## STATED GOAL
Format every line of the rows below as a JSON list of strings, one string per line, skipping blank lines. Leave the pictures out of the list.

## Rows from a dataset
======
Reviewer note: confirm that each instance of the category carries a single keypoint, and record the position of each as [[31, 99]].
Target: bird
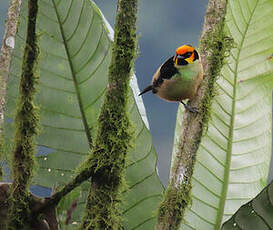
[[179, 77]]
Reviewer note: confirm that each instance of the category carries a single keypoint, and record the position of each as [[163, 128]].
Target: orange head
[[185, 54]]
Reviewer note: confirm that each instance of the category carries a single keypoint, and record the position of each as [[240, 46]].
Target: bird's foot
[[189, 108]]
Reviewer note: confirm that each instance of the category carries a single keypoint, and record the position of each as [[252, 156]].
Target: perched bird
[[179, 77]]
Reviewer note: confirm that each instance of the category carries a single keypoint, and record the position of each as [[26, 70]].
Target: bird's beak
[[175, 59]]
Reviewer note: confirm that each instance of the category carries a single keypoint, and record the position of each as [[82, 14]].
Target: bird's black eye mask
[[181, 61], [187, 55]]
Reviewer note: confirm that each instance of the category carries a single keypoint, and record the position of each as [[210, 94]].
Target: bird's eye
[[187, 55]]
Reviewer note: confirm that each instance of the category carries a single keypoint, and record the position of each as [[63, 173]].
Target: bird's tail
[[148, 88]]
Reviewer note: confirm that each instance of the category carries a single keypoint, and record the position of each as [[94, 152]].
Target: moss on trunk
[[26, 127], [114, 132], [5, 61], [214, 45]]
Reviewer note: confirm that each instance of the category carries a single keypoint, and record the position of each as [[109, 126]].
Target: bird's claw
[[189, 108]]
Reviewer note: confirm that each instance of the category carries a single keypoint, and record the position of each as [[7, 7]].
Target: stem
[[5, 58], [26, 129], [214, 45], [114, 133]]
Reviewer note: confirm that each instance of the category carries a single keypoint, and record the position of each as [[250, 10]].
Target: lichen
[[214, 46], [26, 123], [108, 158]]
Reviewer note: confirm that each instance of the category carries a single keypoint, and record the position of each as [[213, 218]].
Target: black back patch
[[167, 70]]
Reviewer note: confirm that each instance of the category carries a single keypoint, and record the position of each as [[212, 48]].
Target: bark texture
[[114, 134], [214, 45], [5, 57], [26, 123]]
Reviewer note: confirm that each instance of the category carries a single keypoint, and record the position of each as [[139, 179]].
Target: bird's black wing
[[167, 70]]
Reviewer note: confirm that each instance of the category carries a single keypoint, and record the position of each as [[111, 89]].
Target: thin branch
[[213, 47], [6, 54], [26, 128], [114, 131]]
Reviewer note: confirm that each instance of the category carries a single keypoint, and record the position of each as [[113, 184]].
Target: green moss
[[214, 46], [177, 199], [26, 122]]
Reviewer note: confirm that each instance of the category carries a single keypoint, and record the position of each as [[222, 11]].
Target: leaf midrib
[[231, 129], [84, 119]]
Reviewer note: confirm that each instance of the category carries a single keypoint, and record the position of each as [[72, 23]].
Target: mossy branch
[[5, 59], [214, 45], [26, 128], [114, 133]]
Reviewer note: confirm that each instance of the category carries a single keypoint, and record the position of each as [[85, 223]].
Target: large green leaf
[[256, 214], [75, 46], [234, 155]]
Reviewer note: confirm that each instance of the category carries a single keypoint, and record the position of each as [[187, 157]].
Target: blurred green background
======
## RESPONSE
[
  "Reviewer note: confirm that each instance of the category carries a single keypoint, and record the position of each as [[31, 99]].",
  "Target: bird",
  "[[179, 77]]",
  "Reviewer note: confirm that each instance of the category carries a single keypoint, and record the position of each as [[163, 128]].",
  "Target: orange head",
  "[[185, 54]]",
  "Reviewer note: confirm that each instance of the category carries a single keypoint, and record the position of each as [[240, 46]].",
  "Target: bird's foot",
  "[[189, 108]]",
  "Reviewer note: confirm that each instance of the category carries a single keypoint, and record the position of each as [[252, 156]].",
  "Target: perched bird",
  "[[179, 77]]",
  "Reviewer note: confirm that each instance of the category carries a single keypoint, and record the position of each as [[26, 70]].",
  "Target: bird's beak",
  "[[175, 59]]",
  "Reviewer note: confirm that each instance of the category carries a single keypoint, and record the position of each as [[82, 14]].",
  "Target: bird's black eye mask",
  "[[181, 61], [187, 55]]",
  "Reviewer note: confirm that each instance of the category carries a single keypoint, and record the position of each as [[210, 94]].",
  "Target: bird's eye",
  "[[187, 55]]",
  "Reviewer note: confirm that each instance of the category carries a single keypoint, and record the position of each as [[63, 173]].",
  "Target: bird's tail",
  "[[148, 88]]",
  "Reviewer note: confirm that each instance of the category carries a single keypoint, and record the position of each as [[94, 152]].",
  "Target: moss on trunk",
  "[[26, 127], [114, 132], [5, 61], [214, 45]]",
  "Reviewer note: confirm that each instance of the category carries a single keypoint, and record the position of each as [[109, 126]].",
  "Target: bird's claw",
  "[[189, 108]]",
  "Reviewer note: confirm that each instance of the category carries a single keypoint, and record the position of each as [[7, 7]].",
  "Target: stem",
  "[[5, 58], [26, 129], [214, 45], [114, 133]]",
  "Reviewer note: confirm that each instance of the category carries a single keypoint, and record the position of each as [[250, 10]].",
  "Target: lichen",
  "[[214, 46], [26, 123], [108, 158]]",
  "Reviewer note: confirm that each instance of the category carries a single keypoint, and record the position of each as [[213, 218]].",
  "Target: black back patch",
  "[[167, 70]]",
  "Reviewer note: confirm that each instance of the category carries a single keypoint, and record the position of each as [[212, 48]].",
  "Target: bark texture",
  "[[114, 134], [214, 45], [5, 57], [26, 123]]",
  "Reviewer note: confirm that each instance of the category carries a single keypoint, and record the position of each as [[139, 179]].",
  "Target: bird's black wing",
  "[[167, 70]]",
  "Reviewer note: confirm that each instance of the category carries a single keypoint, and record the position of each as [[111, 89]].",
  "Target: thin branch",
  "[[213, 47], [6, 54], [26, 128], [114, 131]]",
  "Reviewer note: confirm that each instance of the category carries a single keypoint, and record the position of each as [[113, 184]].",
  "Target: green moss",
  "[[214, 46], [177, 199], [26, 122]]",
  "Reviewer note: confirm that each instance of the category carries a single keypoint, and record the position of each as [[222, 11]].",
  "Target: leaf midrib",
  "[[231, 129], [84, 119]]",
  "Reviewer note: confirm that each instance of the category carries a single keypoint, and record the position of each as [[72, 23]].",
  "Target: mossy branch",
  "[[5, 59], [214, 45], [26, 128], [114, 133]]",
  "Reviewer note: confirm that each instance of the category carries a single keypoint, and record the position of each as [[85, 223]].",
  "Target: large green leaf",
  "[[256, 214], [75, 46], [234, 155]]",
  "Reviewer note: confirm that each instance of the category carries a single keypoint, and record the position of each as [[187, 157]].",
  "Target: blurred green background"
]